*Extrait cité*.
====
DIRECTIVE N°3 : SOIGNER LE GAMEPLAY
Au delà de son aspect light RPG plutôt bien digéré, Rogue City se repose aussi sur un gameplay extrêmement efficace synonyme de gunfights tous plus excitants les uns que les autres. Sur ce point, Teyon a fait de l’excellent travail et c’est un véritable plaisir de dézinguer du malfrat en faisant exploser les têtes ou en sulfatant décor et ennemis dans des ralentis rendant cette débauche d’action encore plus esthétique. Influencés par les gunfights de Matrix et ceux de F.E.A.R., les affrontements de Robocop : Rogue City prennent le meilleur de leurs inspirations tout en proposant un très bon feeling quelle que soit l’arme choisie. Ce n’est d’ailleurs pas un hasard si la plupart du temps on utilisera celle de base tant elle est iconique et complémentaire des autres pétoires.
En effet, là où les autres armes (pompe, mitraillette, uzi…) seront à privilégier dans des endroits plus exigus afin de faire rapidement le ménage, le flingue de Robocop a de nombreux avantages à commencer par sa redoutable précision à longue distance. Ainsi, grâce à notre ciblage, on pourra très rapidement repérer tous les adversaires pour les flinguer dans la foulée. Le M93R est si puissant (d’autant qu’on peut également améliorer ses performances et qu’il dispose de munitions infinies) qu’on ne le laissera jamais de côté. Il s’avérera même plus efficace que certains fusils de précision ou pétoires plus modernes. Pour autant, comme je le précisais plus haut, le feeling des armes est tellement agréable qu’on ne se fera pas prier pour switcher entre tous nos joujoux ou même utiliser le combo dash/ralenti/coup de poing, tout simplement parce-que c’est fun !
====
*Données affichées*.
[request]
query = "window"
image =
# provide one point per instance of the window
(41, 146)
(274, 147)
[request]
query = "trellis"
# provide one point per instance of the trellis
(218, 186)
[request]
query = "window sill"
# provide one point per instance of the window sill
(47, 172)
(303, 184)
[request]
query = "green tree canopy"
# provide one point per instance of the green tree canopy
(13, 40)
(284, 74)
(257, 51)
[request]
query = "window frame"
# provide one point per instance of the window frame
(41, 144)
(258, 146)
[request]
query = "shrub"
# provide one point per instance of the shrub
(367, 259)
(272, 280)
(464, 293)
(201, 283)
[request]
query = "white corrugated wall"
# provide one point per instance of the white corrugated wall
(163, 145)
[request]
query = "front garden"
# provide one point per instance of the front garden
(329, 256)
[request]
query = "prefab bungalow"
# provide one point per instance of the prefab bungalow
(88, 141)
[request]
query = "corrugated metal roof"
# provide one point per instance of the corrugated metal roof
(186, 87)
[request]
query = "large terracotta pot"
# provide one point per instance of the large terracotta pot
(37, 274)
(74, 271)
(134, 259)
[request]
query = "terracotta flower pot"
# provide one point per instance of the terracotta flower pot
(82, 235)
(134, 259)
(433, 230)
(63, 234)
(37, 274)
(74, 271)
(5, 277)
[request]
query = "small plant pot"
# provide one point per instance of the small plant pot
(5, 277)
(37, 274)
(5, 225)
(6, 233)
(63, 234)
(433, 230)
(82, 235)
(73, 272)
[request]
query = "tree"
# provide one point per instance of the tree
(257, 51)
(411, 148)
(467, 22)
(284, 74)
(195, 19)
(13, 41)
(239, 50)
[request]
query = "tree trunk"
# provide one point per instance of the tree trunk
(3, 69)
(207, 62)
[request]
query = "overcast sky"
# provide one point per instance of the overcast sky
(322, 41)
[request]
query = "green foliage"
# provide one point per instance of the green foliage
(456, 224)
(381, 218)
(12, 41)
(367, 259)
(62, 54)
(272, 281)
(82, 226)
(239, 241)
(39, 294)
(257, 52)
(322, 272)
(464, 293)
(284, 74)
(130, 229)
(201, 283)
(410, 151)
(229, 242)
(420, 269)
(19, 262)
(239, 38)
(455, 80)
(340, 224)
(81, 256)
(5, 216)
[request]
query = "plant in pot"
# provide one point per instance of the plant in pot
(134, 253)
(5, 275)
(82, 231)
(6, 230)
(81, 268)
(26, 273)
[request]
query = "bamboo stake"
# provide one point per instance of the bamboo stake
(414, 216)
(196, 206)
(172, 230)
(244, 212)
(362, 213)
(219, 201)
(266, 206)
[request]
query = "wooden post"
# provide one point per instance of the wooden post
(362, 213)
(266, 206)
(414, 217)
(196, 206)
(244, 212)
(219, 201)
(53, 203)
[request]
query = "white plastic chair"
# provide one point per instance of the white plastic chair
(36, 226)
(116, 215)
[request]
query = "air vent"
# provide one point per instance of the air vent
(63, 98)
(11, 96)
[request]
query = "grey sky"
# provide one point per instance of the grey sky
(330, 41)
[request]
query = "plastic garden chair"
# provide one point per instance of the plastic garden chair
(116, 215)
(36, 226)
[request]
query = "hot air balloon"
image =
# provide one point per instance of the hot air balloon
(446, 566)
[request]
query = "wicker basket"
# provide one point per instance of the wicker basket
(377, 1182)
====
*À compléter*.
1. Selon l'extrait sur le gameplay de Robocop : Rogue City, de quelles œuvres les gunfights du jeu sont-ils influencés ?
2. Prolongez l'extrait sur le gameplay de Robocop : Rogue City après sa dernière phrase.

*Réponses*.
1. De ceux de Matrix et de F.E.A.R.

2.
Fun, c’est sans doute le mot qui définit le mieux cette nouvelle adaptation de Robocop, aussi ambitieuse que bourrine, aussi cynique que drôle, aussi immersive que nostalgique. Certes, le niveau technique fait parfois peine à voir (surtout durant les cinématiques), oui, Teyon a sans doute vu trop grand en n’arrivant pas toujours à concrétiser ce qu’ils avaient en tête, OK, il y a quelques éléments de gameplay mal pensés (le fait de dasher uniquement lors des gunfights et donc d’obliger le joueur à « trottiner » lors des phases d’explo) mais dans l’absolu, le jeu démontre aussi que le studio a appris de ses erreurs passées afin de proposer un produit allant plus loin que le simple FPS qu’il aurait pu être. La fin de Rogue City préfigurant d’ores et déjà une suite, on est très impatients de retourner à Detroit afin de casser du ninja cybernétique !
Ployant parfois sous le poids de ses ambitions, ne maîtrisant pas toujours sa narration, Robocop : Rogue City fait plusieurs faux-pas tout en conservant l’envie de proposer autre chose qu’un FPS lambda. La bonne volonté du studio (qui avait tout à prouver) fait donc plaisir à voir d’autant que les gunfights sont excellents et que l’histoire profite d’un fan service jamais intrusif ajoutant à une histoire assez classique mais s’intégrant plutôt bien entre les deux premiers films. Nous n’en attendions honnêtement pas tant.